UK mosquito research
Two years ago, after the mosquito-borne diseases dengue, yellow fever and chikungunya became major global health crises, entomologists began planning an international summit on how to deal with the problem, not knowing that another mosquito-borne virus, Zika, would add urgency to their efforts.
Grayson Brown, director of the University of Kentucky’s Public Health entomology laboratory and former president of the Entomological Society of America, is spearheading the March 13 meeting in Brazil.
While medical authorities cope with an outbreak of babies born with microcephaly and other problems associated with the little-known Zika virus, Brown and the entomologists will discuss how to stop the spread of the virus by stopping the mosquito that spreads it, Aedes aegypti.
Dengue and chikungunya have become global epidemics, with a reported 2.35 million cases in the Americas alone, Brown said. “Now that Zika has become an important health crisis, our mission has become even more critical. It is vital that the world’s scientific leaders work together on this issue.”
The only way to manage these diseases, Brown said, is by managing the vector, the mosquito.
A native of Africa, the Aedes aegypti now exists in subtropical regions throughout the world. In the United States, the mosquito is found mostly in the southernmost states, including Texas, Florida and California.

→ **TASK DIRECTIONS**: Continue the article on UK mosquito research from the point where it stops.

Records in a dataset
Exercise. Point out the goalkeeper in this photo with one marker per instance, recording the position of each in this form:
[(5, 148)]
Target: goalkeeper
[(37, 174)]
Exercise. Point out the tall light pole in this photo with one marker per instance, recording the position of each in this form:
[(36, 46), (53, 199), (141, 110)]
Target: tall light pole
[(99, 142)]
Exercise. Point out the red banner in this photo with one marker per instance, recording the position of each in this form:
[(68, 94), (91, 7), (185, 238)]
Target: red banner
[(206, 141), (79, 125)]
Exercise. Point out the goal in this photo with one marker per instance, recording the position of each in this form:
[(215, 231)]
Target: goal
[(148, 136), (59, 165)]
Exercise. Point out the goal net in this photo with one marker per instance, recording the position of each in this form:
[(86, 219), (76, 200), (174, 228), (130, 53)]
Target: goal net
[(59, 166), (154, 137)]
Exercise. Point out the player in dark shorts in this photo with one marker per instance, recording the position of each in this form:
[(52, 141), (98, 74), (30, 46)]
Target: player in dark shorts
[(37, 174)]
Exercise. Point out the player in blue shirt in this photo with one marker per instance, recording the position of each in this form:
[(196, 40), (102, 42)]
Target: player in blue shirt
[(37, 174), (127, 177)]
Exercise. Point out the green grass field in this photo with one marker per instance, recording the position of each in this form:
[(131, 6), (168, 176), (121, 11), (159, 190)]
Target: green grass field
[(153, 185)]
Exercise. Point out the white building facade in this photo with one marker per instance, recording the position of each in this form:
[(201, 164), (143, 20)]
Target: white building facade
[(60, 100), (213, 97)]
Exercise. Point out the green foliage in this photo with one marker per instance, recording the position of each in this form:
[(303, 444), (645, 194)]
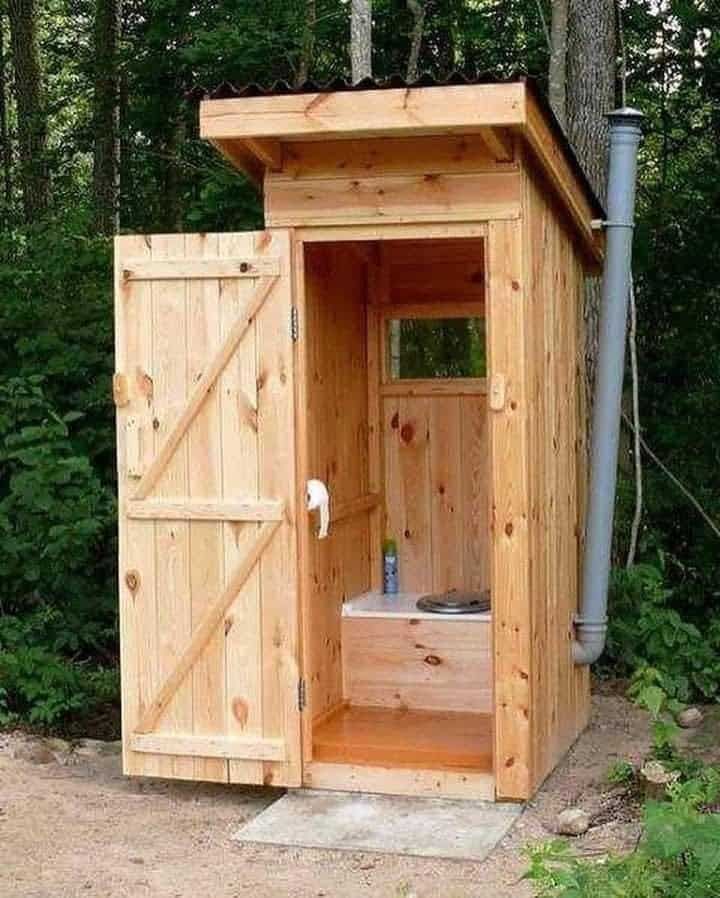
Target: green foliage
[(40, 683), (678, 856), (647, 631), (620, 773), (58, 628)]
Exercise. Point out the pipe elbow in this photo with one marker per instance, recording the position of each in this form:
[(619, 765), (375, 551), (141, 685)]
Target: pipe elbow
[(589, 642)]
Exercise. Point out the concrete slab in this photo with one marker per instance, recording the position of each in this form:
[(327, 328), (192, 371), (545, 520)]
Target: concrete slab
[(386, 824)]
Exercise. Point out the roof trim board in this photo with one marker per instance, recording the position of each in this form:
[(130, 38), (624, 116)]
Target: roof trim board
[(252, 128)]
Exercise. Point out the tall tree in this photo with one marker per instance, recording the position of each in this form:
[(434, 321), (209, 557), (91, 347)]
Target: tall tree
[(361, 39), (417, 8), (557, 73), (308, 42), (4, 127), (591, 74), (30, 102), (106, 117)]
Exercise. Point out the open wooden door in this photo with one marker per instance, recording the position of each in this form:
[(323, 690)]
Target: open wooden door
[(206, 469)]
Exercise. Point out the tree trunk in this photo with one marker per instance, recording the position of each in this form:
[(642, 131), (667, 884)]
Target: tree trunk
[(308, 43), (557, 74), (361, 39), (172, 201), (417, 8), (4, 129), (106, 117), (591, 70), (31, 114)]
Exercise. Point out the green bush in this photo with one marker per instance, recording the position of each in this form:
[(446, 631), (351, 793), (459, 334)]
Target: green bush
[(58, 619), (647, 630), (678, 857)]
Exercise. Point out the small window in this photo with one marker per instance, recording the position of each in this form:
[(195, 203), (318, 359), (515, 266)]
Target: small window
[(423, 348)]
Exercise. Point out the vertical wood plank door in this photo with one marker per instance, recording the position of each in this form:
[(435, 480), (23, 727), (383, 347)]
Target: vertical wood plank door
[(204, 389)]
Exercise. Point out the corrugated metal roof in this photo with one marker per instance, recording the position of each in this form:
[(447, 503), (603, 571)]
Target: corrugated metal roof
[(227, 90)]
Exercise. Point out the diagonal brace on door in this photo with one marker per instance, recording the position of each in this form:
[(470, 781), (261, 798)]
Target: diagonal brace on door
[(208, 623), (204, 386)]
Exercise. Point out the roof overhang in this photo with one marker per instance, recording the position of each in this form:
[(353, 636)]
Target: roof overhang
[(251, 131)]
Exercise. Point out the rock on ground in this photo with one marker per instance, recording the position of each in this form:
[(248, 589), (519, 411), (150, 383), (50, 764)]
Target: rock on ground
[(573, 822), (690, 717)]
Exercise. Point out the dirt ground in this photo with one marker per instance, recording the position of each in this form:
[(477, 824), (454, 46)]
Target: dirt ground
[(85, 830)]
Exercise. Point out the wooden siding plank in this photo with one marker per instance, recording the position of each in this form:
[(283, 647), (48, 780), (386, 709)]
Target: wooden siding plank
[(398, 781), (205, 547), (203, 387), (475, 501), (304, 160), (554, 270), (446, 489), (198, 269), (172, 539), (276, 476), (211, 749), (136, 568), (512, 605), (394, 198), (211, 618), (205, 509), (238, 386)]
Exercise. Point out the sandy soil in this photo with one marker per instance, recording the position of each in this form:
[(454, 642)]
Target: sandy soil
[(85, 830)]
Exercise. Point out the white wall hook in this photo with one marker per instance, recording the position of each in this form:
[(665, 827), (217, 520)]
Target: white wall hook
[(318, 499)]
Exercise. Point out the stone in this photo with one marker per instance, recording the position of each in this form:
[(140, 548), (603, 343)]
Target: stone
[(57, 745), (573, 822), (96, 747), (35, 752), (655, 778), (690, 717)]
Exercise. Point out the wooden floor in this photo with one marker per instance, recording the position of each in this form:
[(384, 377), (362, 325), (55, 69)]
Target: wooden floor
[(437, 740)]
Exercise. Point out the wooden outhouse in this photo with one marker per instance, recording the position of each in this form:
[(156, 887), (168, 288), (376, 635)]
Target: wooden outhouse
[(407, 330)]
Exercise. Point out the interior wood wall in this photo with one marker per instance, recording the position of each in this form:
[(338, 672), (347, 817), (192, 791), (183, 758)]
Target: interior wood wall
[(336, 286), (436, 459), (436, 454), (557, 448)]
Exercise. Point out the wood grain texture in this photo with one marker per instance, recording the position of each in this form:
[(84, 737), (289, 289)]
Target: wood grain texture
[(418, 664), (394, 198), (436, 460), (172, 538), (184, 567), (336, 288), (464, 784), (554, 272), (439, 740), (365, 113), (510, 557), (391, 155)]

→ **RESULT OF THIS TASK**:
Could Zika come to Kentucky?
Brown said last week that he is evaluating that very question, working on a threat assessment for Gov. Matt Bevin to determine what the state could do to prepare.
In 2011 and 2013, Western Kentucky had to cope with massive mosquito blooms caused by flooding and changes in water control, he said.
“In the Land Between the Lakes, they had 30 mosquito bites a minute in places like Cadiz and Murray,” Brown said. Then-Gov. Steve Beshear and then-Agriculture Commissioner James Comer had to authorize an emergency response.
“The state of Kentucky spent its entire annual mosquito-control budget in one night,” — about $2 million — to treat about 10 percent of the state.
This time, he said, he hopes Kentucky will be prepared.
“At this point, there’s a 50 percent chance we’ll have a serious problem, so we need a contingency plan,” Brown said. He said he’s encouraging officials to get the paperwork ready to apply for federal aid because the process is so cumbersome.
But the long-term answer isn’t in emergency response but in everyday actions, year in, year out.
“We know how to control Aedes aegypti, but the problem is maintaining a sustained program that is effective,” Brown said. “Something like Zika will come along and there will be a flurry of public interest, a slug of public money, and then it dies away. And we’re left just as susceptible to mosquito-borne disease as we were before.”
Brown said the A. aegypti mosquito was almost eradicated once, but the effort was abandoned prematurely in the 1960s.
“This is a para-domestic mosquito — it’s only found around human habitation. It breeds in containers, and only in municipalities,” Brown said.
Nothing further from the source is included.